═════ Records for the exercise

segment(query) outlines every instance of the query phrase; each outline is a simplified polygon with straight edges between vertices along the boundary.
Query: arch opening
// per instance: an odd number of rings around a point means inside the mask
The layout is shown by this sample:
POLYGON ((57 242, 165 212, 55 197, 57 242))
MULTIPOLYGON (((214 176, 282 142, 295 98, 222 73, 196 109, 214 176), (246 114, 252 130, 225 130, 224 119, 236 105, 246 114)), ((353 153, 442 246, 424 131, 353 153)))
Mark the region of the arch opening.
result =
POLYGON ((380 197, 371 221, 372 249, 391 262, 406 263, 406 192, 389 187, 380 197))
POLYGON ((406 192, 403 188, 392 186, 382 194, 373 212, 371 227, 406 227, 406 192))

══════════

### Assignment
Look back at the records above. Repeat all of them exactly.

### Solution for this task
segment(query) outlines every instance of the query phrase; each outline is a simplified polygon with straight edges between vertices along the boundary.
Query: arch opening
// per instance: an odd number of rings around a point means inside the mask
The layout is shown by this sample:
POLYGON ((57 242, 165 212, 55 197, 57 242))
MULTIPOLYGON (((214 176, 282 142, 295 98, 222 73, 196 109, 214 176), (246 114, 252 130, 225 130, 224 119, 236 105, 246 114)), ((353 153, 442 246, 424 131, 353 153)))
Mark the region of the arch opening.
result =
POLYGON ((380 197, 371 221, 372 249, 391 262, 406 263, 406 192, 389 187, 380 197))
POLYGON ((406 192, 403 188, 392 186, 382 194, 373 212, 371 227, 406 227, 406 192))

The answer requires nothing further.